阅读材料
## 身份证识别模型试验

### 数据

#### 字符集
- 取ppocr中的字符集，去掉身份证中不可能出现的字符
#### 生成

- 地址 
    - 实际发布地址信息与身份证空白模板图，用文字生成器，生成识别模型数据
    - [x] 选中复选框
- 姓名
    - 使用Faker包，随机生成名字语料信息，再用文字识别数据生成器，生成识别数据
- 民族
    - 使用56个民族作为语料库，再用生成器生成数据
- 性别
    - 男、女用生成器生成
- 生日
    - 用Faker包，生成随机得生日语料(XX年XX月XX日)，再用生成器生成数据
- 身份证号
    - 用Faker包，生成随机的身份证号语料，再用生成器生成数据
- 发证机关
    - 用实际发布的发证机关语料，再用生成器随机生成数据
- 有效日期
    - 用Faker包，生成时间格式，中间用"."隔开，时间串间用"-"隔开，生成语料后，再用生成器生成数据
- 字符随机生成
    - 统计已生成的数据中所有字符的出现次数，对低于某值的字符，取出后组成一个字符集合，利用这个字符集合，通过生成器进行无语料的随机字符生成

In [2]:
import json
import os.path as osp
import os
from faker import Faker

In [5]:
# 发证机关
unit_path = 'data/unit.json'
unit_store_path = 'data/unit.txt'

with open(unit_path) as f:
    content = json.loads(f.read())
    unit = list(content.values()) #发证机关语料库
with open(unit_store_path, 'w') as f:
    f.write('\n'.join(unit))

In [84]:
# 地址
address_path = 'data/repitle_address_extract.json'
address_store_path = 'data/address.txt'
nodes_names = []

def find_chinese(file):
    pattern = re.compile(r'[^\u4e00-\u9fa5]')
    chinese = re.sub(pattern, '', file)
    return chinese

def collect_address(data):
    if type(data) == list:
        nodes_names.extend([find_chinese(d) for d in data if len(find_chinese(d)) >0])
    if type(data) == dict:
        for key, value in data.items():
            if len(key) > 0:
                key = find_chinese(key)

原始数据
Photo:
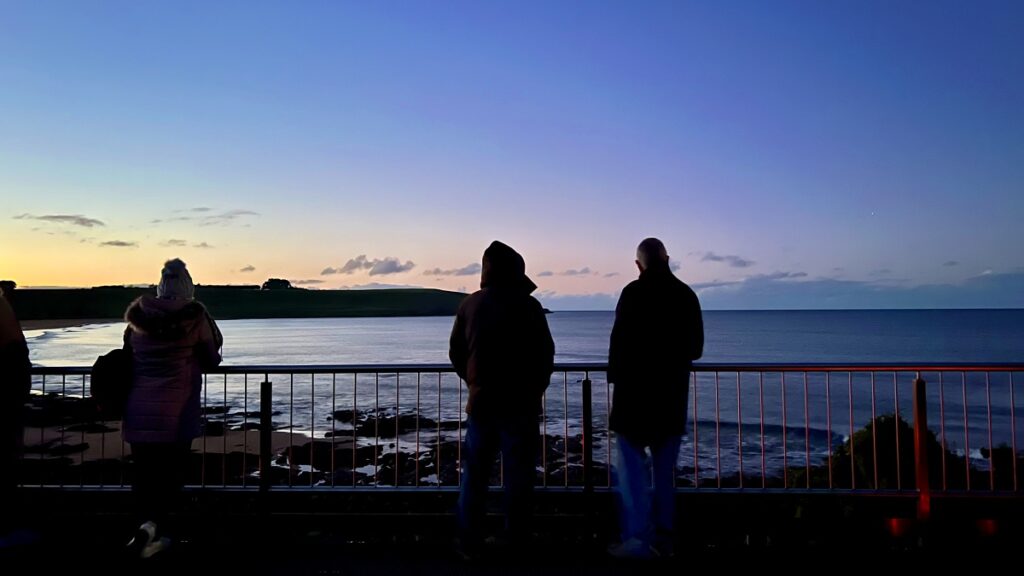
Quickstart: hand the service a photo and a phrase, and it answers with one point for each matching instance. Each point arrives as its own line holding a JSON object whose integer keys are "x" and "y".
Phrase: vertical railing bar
{"x": 42, "y": 438}
{"x": 223, "y": 457}
{"x": 967, "y": 438}
{"x": 696, "y": 440}
{"x": 875, "y": 435}
{"x": 334, "y": 428}
{"x": 437, "y": 446}
{"x": 245, "y": 426}
{"x": 461, "y": 405}
{"x": 607, "y": 430}
{"x": 265, "y": 432}
{"x": 761, "y": 407}
{"x": 899, "y": 472}
{"x": 64, "y": 397}
{"x": 807, "y": 437}
{"x": 291, "y": 426}
{"x": 102, "y": 438}
{"x": 785, "y": 447}
{"x": 991, "y": 447}
{"x": 718, "y": 430}
{"x": 544, "y": 438}
{"x": 942, "y": 426}
{"x": 828, "y": 422}
{"x": 397, "y": 420}
{"x": 739, "y": 428}
{"x": 312, "y": 425}
{"x": 206, "y": 422}
{"x": 355, "y": 416}
{"x": 419, "y": 376}
{"x": 1013, "y": 429}
{"x": 587, "y": 408}
{"x": 565, "y": 439}
{"x": 853, "y": 467}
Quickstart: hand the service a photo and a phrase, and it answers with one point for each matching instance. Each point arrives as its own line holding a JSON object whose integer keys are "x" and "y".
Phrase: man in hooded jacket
{"x": 14, "y": 383}
{"x": 502, "y": 347}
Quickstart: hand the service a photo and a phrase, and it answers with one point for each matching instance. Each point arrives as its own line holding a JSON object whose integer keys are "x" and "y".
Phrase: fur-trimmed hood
{"x": 165, "y": 319}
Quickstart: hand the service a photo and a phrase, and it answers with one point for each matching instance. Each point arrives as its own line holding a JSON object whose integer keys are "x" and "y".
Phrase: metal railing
{"x": 920, "y": 428}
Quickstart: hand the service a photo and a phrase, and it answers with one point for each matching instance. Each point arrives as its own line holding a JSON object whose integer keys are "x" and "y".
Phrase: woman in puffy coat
{"x": 173, "y": 340}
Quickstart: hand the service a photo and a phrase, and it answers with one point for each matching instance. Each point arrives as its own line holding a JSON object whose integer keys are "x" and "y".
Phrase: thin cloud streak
{"x": 730, "y": 259}
{"x": 468, "y": 270}
{"x": 377, "y": 266}
{"x": 74, "y": 219}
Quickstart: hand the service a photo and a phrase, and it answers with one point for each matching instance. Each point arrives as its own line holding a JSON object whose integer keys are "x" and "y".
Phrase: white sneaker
{"x": 634, "y": 548}
{"x": 143, "y": 536}
{"x": 155, "y": 547}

练习任务
(a) 数据行中哪些行含有字符串“railing”？请把这些行逐一摘录出来，注意区分大小写。
(b) 请从身份证识别模型试验这篇文章的最后一行之后接着往下写。

各题答案
(a)
Phrase: vertical railing bar
Phrase: metal railing

(b)
                if len(key) > 0:
                    nodes_names.append(key)
            collect_address(value)

with open(address_path, 'r', encoding='utf-8') as f:
    content = json.load(f)
    collect_address(content)
nodes_names = list(set(nodes_names))
nodes_names = map(str, nodes_names)
with open(address_store_path, 'w') as f:
    f.write('\n'.join(nodes_names))

In [48]:
# 姓名
from faker import Faker
name_store_path = 'data/name.txt'

fake = Faker(locale='zh_CN')
name = fake.name()
with open(name_store_path, 'a+') as f:
    for _ in range(1000):
        names = [fake.name() for _ in range(500)]
        f.write('\n'.join(names))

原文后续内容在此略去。